Among the entries below, take the line with "Query: silver cutlery" and the line with "# a single point is shaped like point(975, 537)", and output them and every line between them exactly, with nothing else.

(Saved entries)

========

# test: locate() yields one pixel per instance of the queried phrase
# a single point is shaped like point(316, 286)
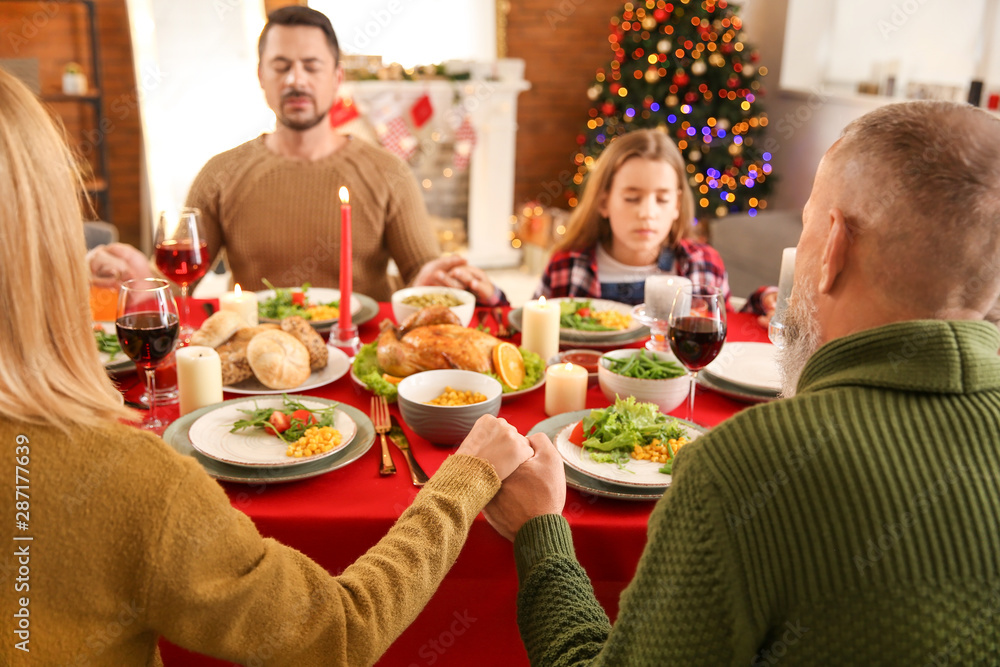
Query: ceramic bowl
point(402, 310)
point(667, 394)
point(443, 424)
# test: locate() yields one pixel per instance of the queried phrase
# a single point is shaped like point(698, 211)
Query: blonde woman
point(127, 534)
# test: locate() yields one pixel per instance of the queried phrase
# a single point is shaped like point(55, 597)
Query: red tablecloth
point(336, 517)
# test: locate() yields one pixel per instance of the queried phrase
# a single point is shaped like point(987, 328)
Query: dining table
point(471, 620)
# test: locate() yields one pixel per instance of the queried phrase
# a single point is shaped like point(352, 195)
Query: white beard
point(801, 337)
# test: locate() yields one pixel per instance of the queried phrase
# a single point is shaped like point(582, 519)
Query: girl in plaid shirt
point(632, 222)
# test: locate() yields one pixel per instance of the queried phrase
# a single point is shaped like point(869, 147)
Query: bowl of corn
point(442, 406)
point(407, 301)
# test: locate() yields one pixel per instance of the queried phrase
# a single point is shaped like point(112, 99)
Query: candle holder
point(346, 340)
point(658, 329)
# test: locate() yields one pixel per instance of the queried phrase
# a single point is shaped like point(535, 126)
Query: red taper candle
point(346, 275)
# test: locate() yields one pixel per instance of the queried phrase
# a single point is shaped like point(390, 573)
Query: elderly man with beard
point(273, 202)
point(856, 521)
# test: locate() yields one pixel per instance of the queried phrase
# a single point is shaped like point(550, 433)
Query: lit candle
point(346, 275)
point(242, 303)
point(660, 291)
point(540, 328)
point(565, 388)
point(199, 377)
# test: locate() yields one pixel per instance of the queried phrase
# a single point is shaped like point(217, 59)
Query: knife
point(398, 438)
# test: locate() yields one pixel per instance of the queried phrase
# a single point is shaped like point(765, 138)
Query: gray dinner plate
point(176, 436)
point(585, 483)
point(582, 339)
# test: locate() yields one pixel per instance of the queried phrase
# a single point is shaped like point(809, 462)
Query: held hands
point(115, 263)
point(499, 443)
point(537, 487)
point(454, 271)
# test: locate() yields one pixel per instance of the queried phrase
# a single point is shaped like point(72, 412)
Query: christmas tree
point(682, 66)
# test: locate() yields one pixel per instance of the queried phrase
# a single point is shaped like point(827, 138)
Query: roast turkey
point(433, 338)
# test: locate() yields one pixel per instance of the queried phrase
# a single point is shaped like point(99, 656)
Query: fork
point(380, 419)
point(502, 330)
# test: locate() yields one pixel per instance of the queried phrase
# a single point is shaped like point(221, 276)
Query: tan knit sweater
point(279, 218)
point(131, 541)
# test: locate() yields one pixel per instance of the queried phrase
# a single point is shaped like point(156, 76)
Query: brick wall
point(57, 33)
point(562, 42)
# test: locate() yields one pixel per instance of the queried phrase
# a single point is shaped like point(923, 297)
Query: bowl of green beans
point(650, 376)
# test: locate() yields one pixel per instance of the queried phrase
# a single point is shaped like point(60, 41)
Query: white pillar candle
point(565, 388)
point(199, 377)
point(786, 278)
point(540, 328)
point(660, 290)
point(242, 303)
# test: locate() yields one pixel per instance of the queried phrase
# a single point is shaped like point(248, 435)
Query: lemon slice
point(509, 364)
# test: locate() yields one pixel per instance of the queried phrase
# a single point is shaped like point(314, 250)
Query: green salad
point(368, 371)
point(610, 435)
point(287, 302)
point(107, 343)
point(579, 315)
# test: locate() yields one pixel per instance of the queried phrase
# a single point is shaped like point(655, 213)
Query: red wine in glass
point(697, 330)
point(182, 261)
point(697, 341)
point(147, 337)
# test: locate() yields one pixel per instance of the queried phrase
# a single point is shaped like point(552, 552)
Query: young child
point(632, 222)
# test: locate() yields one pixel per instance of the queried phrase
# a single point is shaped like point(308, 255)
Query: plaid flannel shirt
point(573, 273)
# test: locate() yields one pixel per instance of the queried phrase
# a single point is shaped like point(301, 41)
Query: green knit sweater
point(857, 523)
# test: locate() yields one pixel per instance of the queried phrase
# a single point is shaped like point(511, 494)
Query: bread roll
point(278, 360)
point(217, 329)
point(244, 335)
point(235, 367)
point(319, 355)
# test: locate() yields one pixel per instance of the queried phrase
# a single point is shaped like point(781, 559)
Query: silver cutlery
point(380, 419)
point(398, 438)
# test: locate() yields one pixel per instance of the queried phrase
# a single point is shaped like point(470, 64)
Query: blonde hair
point(50, 372)
point(587, 226)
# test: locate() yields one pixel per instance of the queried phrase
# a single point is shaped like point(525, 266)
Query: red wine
point(697, 340)
point(181, 261)
point(147, 337)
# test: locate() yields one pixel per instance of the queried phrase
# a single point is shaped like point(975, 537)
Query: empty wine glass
point(147, 327)
point(182, 255)
point(697, 329)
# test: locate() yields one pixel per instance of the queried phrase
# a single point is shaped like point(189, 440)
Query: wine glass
point(182, 255)
point(147, 327)
point(697, 329)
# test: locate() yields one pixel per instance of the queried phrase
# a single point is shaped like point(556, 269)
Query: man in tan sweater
point(273, 202)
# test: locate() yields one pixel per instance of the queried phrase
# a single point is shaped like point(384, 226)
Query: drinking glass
point(147, 327)
point(182, 255)
point(697, 329)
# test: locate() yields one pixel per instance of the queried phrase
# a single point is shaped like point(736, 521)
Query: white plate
point(750, 365)
point(634, 473)
point(121, 361)
point(210, 434)
point(337, 366)
point(598, 305)
point(314, 295)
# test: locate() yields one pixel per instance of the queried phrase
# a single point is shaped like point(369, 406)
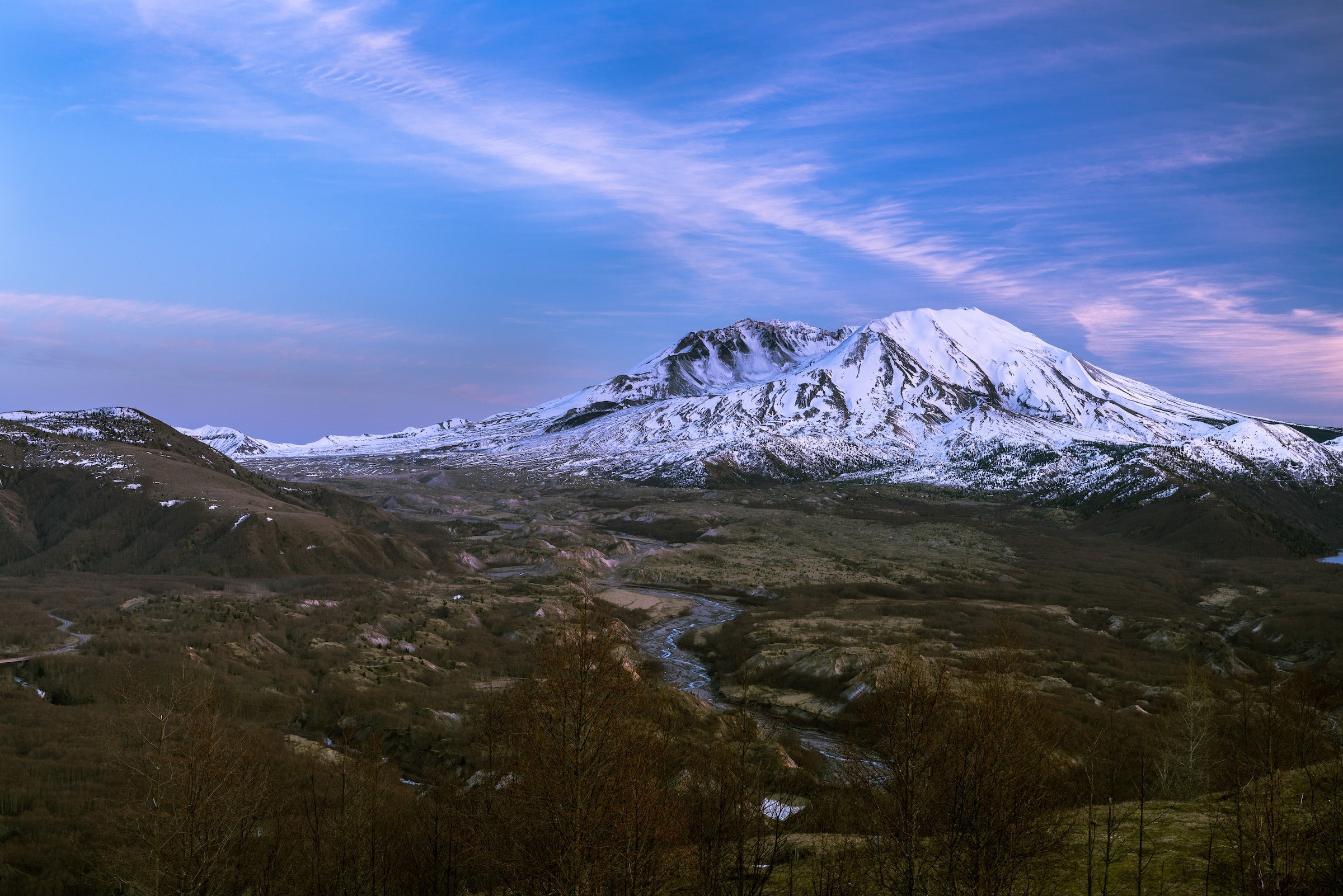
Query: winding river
point(65, 627)
point(688, 672)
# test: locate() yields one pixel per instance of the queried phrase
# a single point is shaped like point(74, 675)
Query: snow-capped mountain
point(952, 396)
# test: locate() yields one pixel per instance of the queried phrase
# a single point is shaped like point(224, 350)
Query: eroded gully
point(685, 671)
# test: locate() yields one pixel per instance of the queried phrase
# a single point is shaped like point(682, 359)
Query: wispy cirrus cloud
point(749, 184)
point(252, 59)
point(1205, 325)
point(71, 309)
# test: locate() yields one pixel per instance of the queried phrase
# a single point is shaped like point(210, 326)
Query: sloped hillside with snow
point(947, 396)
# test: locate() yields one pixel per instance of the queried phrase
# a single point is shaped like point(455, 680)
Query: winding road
point(65, 627)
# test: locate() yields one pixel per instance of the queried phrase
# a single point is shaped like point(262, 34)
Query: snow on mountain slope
point(952, 396)
point(233, 443)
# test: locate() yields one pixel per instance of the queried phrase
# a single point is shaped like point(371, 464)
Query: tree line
point(589, 780)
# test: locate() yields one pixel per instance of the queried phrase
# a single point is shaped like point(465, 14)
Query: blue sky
point(308, 216)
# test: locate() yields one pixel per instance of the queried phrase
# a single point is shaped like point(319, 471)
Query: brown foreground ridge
point(465, 682)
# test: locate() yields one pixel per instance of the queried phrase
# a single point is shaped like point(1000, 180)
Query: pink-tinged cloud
point(77, 308)
point(1206, 326)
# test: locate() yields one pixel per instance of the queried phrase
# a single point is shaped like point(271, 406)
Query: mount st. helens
point(955, 398)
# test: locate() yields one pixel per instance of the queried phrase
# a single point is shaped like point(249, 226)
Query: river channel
point(687, 671)
point(65, 627)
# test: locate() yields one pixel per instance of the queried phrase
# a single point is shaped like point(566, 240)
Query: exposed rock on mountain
point(957, 398)
point(113, 490)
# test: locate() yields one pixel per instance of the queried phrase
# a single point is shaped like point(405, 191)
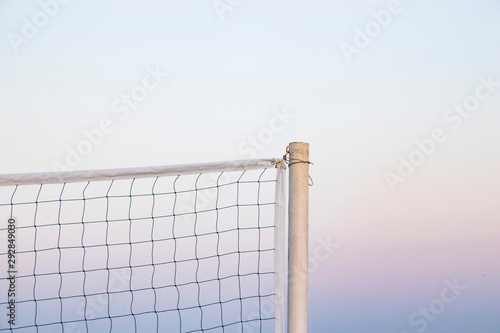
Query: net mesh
point(190, 253)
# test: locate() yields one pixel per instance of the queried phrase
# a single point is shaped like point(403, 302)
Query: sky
point(397, 99)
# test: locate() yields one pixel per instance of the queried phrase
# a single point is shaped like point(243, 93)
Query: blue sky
point(225, 81)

========

[ANSWER SPACE]
Query: silver cutlery
point(380, 419)
point(398, 438)
# test: locate() yields one pixel per instance of the queried phrase
# a single point is shaped like point(470, 64)
Query: blonde hair
point(50, 372)
point(587, 226)
# test: locate() yields one pixel per instance of the queried phrase
# a single point is shaped like point(525, 266)
Query: red wine
point(697, 340)
point(181, 261)
point(147, 337)
# test: locate() yields one pixel per instance of the queried phrase
# a single point is shaped like point(975, 537)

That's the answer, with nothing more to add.